Supplied text:
No strings

How can I have a fling with a handsome Casanova and happily wave goodbye in the morning?

Published January 18, 2000 5:00PM (EST)

Dear Mr. Blue,

I really like sex but have never been good at relationships, the
longest in my 43 years being three years, and only a few of those.
I'd like to have a little affair or fling with a man, but after a
night of sex I wind up feeling inexplicably emotionally attached to him. I daydream about a
guy for months even though I know in my heart he is not for me. I have
several women friends who find it easy to satisfy their sexual
desires and not feel any more involved the next morning than they did the night before.
I envy them for it. Of course I am afraid of being alone for the rest of
my life. If that is my destiny, I can bear it, but it is so much scarier
to think I will live without good sex, which is one of the joys of living. How can I have a
male friend or two who I could call for a nice safe romp with no strings attached? Or
have the occasional fling with a handsome Casanova and happily wave goodbye
in the morning?

Supplied material:

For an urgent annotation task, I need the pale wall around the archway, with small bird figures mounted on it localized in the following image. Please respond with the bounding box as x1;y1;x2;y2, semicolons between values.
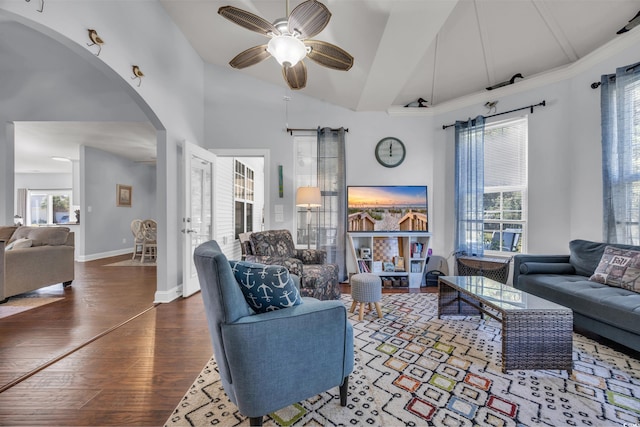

What to do:
1. Decide whether each statement below agrees with the letter to Mr. Blue. Answer yes or no for each, and quote the deciding words from the letter.
(a) The writer's longest relationship lasted three years.
(b) The writer has several women friends who can satisfy their sexual desires without feeling more involved the next morning.
(c) The writer says that being alone for the rest of life would be unbearable.
2. Continue the letter to Mr. Blue from where it stops.
The data has no connection to the letter to Mr. Blue.

Responses for each task:
1.
(a) Yes: "the longest in my 43 years being three years"
(b) Yes: "several women friends who find it easy to satisfy their sexual desires and not feel any more involved the next morning than they did the night before"
(c) No: "If that is my destiny, I can bear it"

2.
Any advice, or encouragement?

Crushed Out

Dear Crushed Out,

If you simply are looking for sex with men, you surely can find takers.
As for your feelings, I think that casual sex is an acquired skill, more common among men
and among Gen-X women and women in big cities, and if you're not skilled at it, maybe
your women friends can advise you. I too know people who live that life, are frank about it,
seem to do OK in it, and I have the impression that it's a skill not available to everyone,
like hang gliding or bear hunting or arbitrage. And even for those who claim to lead carefree
sex lives, it may become more complicated than they're willing to let on. There are strong
emotional tides on this particular beach, large waves crash ashore, great whales occasionally
beach themselves, ships break apart on the reef, and the ability to be oblivious to it all may
not be supportable in the long run. I don't know. I'm not the authority here. But I'm
flattered that you imagine I am. Next thing you know, people will start asking me about
transmissions and carburetors.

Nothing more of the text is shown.